When the United States and the UN Security Council failed to take action against Iraq for their ongoing failure to cooperate fully with inspectors (a breach of United Nations Security Council Resolution 1154), Ritter resigned from the United Nations Special Commission) on August 26, 1998. [2]

In his letter of resignation, Ritter said the Security Council's reaction to Iraq's decision earlier that month to suspend co-operation with the inspection team made a mockery of the disarmament work. Ritter later said, in an interview, that he resigned from his role as a United Nations weapons inspector over inconsistencies between United Nations Security Council Resolution 1154 and how it was implemented.

The investigations had come to a standstill, were making no effective progress, and in order to make effective progress, we really needed the Security Council to step in a meaningful fashion and seek to enforce its resolutions that we're not complying with." [3]

On September 3, 1998, several days after his resignation, Ritter testified before the United States Senate Committee on Armed Services and the United States Senate Committee on Foreign Relations and said that he resigned his position "out of frustration that the United Nations Security Council, and the United States as its most significant supporter, was failing to enforce the post-Gulf War resolutions designed to disarm Iraq." [4]

During Ritter's Senate testimony about the inspection process, Senator Joseph Biden stated "The decision of whether or not the country should go to war is slightly above your pay grade." Senator John McCain later rebutted by stating that he wished that the administration had consulted with somebody of Ritter's pay grade during the Vietnam War. "

========================

◆ **Problem to work on**:
Answer these questions from the passage on Ritter's resignation:
1. On what date did Ritter resign from the United Nations Special Commission?
2. On what date did he testify before the two Senate committees?
3. Which senator told him that the decision on going to war was "slightly above your pay grade"?

◆ **Data records**:
========================

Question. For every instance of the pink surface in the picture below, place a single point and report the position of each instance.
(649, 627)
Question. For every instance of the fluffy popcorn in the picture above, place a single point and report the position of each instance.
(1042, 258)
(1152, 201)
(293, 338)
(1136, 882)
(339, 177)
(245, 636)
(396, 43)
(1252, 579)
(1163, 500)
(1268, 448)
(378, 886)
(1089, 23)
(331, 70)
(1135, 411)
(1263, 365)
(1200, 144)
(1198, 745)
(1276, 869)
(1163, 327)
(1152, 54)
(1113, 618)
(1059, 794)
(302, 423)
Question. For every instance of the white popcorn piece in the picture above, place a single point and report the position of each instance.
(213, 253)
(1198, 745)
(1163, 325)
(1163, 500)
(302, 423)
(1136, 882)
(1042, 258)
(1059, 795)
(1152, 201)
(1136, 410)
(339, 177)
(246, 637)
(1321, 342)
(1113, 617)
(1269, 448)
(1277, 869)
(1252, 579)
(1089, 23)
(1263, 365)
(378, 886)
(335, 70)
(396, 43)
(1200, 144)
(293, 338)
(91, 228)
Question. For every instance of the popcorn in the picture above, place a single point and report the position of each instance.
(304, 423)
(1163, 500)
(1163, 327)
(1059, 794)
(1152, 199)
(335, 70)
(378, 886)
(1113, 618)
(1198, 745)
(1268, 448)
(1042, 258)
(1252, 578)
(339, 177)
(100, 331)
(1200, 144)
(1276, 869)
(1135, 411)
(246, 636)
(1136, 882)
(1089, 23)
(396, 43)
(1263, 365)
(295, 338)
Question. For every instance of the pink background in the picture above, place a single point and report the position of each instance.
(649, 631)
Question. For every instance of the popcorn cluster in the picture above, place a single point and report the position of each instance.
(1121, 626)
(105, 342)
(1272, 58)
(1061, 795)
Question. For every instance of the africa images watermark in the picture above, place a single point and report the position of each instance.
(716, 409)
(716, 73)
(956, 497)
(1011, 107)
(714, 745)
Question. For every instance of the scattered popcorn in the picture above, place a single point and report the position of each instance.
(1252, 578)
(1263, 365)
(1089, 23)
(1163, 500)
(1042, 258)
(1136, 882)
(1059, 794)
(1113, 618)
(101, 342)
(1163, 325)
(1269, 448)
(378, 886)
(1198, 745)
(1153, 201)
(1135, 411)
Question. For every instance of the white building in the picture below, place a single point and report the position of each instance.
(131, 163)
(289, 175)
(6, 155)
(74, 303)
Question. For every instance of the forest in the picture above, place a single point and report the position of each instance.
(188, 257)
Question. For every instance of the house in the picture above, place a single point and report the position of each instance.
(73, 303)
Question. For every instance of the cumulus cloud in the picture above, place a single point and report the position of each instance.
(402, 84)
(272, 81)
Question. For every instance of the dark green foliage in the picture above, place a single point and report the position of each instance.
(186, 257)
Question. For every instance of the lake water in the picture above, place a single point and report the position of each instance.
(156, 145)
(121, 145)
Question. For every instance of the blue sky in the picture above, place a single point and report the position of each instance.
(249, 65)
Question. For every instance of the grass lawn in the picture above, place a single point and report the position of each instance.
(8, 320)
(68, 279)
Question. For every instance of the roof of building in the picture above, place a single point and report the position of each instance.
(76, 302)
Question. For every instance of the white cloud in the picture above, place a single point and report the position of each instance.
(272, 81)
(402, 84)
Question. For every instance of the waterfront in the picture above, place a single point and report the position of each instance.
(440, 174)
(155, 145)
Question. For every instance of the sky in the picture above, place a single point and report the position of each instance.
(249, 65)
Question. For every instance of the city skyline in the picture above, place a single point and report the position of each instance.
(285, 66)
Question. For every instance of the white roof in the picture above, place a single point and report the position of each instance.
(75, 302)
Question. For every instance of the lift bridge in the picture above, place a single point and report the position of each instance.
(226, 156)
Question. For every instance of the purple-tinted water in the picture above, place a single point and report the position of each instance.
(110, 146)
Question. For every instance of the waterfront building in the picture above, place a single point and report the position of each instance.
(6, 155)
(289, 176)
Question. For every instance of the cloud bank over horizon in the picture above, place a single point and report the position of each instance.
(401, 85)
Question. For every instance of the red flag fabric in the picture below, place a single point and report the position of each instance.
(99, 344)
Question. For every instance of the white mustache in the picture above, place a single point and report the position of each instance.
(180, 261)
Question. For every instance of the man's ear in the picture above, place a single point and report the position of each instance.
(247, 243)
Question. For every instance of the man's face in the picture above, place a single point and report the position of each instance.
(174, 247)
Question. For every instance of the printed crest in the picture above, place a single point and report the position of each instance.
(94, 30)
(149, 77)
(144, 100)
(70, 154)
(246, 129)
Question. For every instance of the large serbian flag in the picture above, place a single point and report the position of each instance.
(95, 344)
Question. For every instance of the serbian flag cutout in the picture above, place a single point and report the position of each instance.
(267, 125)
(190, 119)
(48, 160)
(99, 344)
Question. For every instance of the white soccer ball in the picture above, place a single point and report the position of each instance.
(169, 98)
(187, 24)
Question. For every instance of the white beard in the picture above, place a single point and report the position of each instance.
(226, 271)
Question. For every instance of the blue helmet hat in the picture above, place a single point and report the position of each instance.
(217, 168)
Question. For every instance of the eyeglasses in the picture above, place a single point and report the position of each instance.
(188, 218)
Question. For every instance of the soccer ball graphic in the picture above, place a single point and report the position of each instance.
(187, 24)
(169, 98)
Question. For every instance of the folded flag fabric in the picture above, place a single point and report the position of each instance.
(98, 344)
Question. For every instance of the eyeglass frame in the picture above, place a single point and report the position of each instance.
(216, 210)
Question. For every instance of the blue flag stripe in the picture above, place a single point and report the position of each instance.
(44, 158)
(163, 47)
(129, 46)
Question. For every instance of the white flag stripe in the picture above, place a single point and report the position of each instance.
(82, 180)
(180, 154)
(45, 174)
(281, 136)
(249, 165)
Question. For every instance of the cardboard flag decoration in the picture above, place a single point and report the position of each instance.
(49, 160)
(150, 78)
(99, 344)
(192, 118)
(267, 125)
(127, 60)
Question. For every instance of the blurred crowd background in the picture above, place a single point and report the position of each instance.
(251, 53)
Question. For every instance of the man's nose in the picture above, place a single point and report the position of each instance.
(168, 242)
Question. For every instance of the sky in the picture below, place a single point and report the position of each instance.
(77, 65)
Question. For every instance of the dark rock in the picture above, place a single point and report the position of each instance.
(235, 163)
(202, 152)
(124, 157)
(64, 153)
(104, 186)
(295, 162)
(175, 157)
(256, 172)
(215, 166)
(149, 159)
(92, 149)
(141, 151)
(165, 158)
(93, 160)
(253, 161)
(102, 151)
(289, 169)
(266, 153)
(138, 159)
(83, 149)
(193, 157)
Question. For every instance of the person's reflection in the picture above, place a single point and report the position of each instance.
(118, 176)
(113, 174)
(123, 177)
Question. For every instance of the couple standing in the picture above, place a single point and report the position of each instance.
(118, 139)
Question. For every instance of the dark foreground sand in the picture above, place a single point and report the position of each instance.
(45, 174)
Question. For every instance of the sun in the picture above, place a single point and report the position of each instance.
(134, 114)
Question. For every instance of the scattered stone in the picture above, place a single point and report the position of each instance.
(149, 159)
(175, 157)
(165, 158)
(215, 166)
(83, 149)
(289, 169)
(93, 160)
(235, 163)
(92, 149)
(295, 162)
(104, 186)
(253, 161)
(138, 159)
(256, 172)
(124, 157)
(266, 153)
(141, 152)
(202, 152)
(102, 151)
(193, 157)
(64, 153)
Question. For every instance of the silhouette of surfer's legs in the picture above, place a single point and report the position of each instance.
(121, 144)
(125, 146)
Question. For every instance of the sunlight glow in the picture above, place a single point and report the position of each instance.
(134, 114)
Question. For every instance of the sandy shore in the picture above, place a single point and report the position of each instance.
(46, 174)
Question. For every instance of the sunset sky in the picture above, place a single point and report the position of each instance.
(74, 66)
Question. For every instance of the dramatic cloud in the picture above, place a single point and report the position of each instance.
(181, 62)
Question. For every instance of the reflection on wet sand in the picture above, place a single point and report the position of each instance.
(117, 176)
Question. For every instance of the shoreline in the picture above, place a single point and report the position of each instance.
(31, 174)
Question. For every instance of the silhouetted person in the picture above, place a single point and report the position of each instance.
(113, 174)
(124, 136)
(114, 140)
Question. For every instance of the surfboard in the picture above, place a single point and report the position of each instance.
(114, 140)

========================

◆ **Answer to this task**:
1. August 26, 1998
2. September 3, 1998
3. Senator Joseph Biden